Put the rows below into a numbered list, leaving out any blank lines.

___

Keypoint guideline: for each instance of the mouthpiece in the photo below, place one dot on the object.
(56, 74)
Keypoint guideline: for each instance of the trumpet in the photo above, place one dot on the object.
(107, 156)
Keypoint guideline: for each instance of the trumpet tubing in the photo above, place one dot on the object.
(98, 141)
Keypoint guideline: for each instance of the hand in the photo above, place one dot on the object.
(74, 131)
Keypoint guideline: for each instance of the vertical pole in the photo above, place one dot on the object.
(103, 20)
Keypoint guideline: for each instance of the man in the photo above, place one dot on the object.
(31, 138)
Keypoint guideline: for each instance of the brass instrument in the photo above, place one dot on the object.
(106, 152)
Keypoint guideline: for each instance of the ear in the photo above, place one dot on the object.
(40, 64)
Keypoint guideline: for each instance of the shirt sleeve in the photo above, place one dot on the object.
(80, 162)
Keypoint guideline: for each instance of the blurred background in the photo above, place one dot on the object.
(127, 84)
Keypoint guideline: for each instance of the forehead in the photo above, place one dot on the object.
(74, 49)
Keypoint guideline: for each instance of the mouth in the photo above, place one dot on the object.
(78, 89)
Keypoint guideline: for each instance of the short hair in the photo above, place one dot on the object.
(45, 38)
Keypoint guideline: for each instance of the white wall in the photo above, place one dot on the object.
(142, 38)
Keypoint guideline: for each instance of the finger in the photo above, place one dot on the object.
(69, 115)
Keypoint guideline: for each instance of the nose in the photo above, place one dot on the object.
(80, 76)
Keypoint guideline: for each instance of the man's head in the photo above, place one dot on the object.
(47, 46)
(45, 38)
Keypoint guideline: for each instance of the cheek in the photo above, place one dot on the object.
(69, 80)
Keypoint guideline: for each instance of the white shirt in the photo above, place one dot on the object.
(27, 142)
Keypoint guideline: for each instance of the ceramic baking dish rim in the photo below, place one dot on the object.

___

Solved problem -
1. Keypoint guideline: for each instance of the mouthpiece in the photo below, place one dot on the object.
2. (56, 74)
3. Keypoint guideline: for each instance of the trumpet in the photo above, place one dot on the object.
4. (107, 156)
5. Keypoint guideline: for each instance of the trumpet tubing in the photo above, place one dot on the object.
6. (98, 141)
7. Keypoint guideline: for each instance of the hand in the photo above, place one dot on the object.
8. (74, 131)
9. Keypoint guideline: for each instance of the vertical pole in the photo above, place one dot on the object.
10. (103, 20)
11. Keypoint guideline: for each instance of the man in the photo above, place one dot on the object.
12. (31, 138)
13. Keypoint guideline: for each instance of the brass instrument in the photo above, place one dot on the object.
14. (106, 152)
15. Keypoint guideline: for each instance of the ear in the photo above, place one dot on the object.
16. (40, 64)
17. Keypoint guideline: for each instance of the shirt sleeve in the photo above, place one dot on the object.
18. (80, 162)
19. Keypoint guideline: for each instance of the blurred background in the photo above, place one dot on the object.
20. (127, 84)
21. Keypoint guideline: for each instance of the forehead in the photo above, place one dot on the object.
22. (74, 49)
23. Keypoint guideline: for each instance of the mouth in the photo above, place one dot on the object.
24. (78, 89)
25. Keypoint guideline: for each instance of the short hair in the photo above, place one dot on the object.
26. (45, 38)
27. Keypoint guideline: for each instance of the white wall in the photo above, place one dot on the object.
28. (142, 38)
29. Keypoint guideline: for each instance of the finger in the photo above, place one dot on the object.
30. (69, 115)
31. Keypoint guideline: for each instance of the nose in the photo above, place one dot on the object.
32. (80, 76)
33. Keypoint guideline: for each instance of the man's head in the photo above, place one dot on the object.
34. (47, 46)
35. (45, 38)
36. Keypoint guideline: for each instance of the cheek in the photo above, place one dot on the object.
37. (69, 80)
38. Keypoint guideline: for each instance of the white shirt in the photo above, place one dot on the object.
39. (27, 142)
40. Keypoint guideline: for each instance of the ceramic baking dish rim in the photo below, place one dot on the object.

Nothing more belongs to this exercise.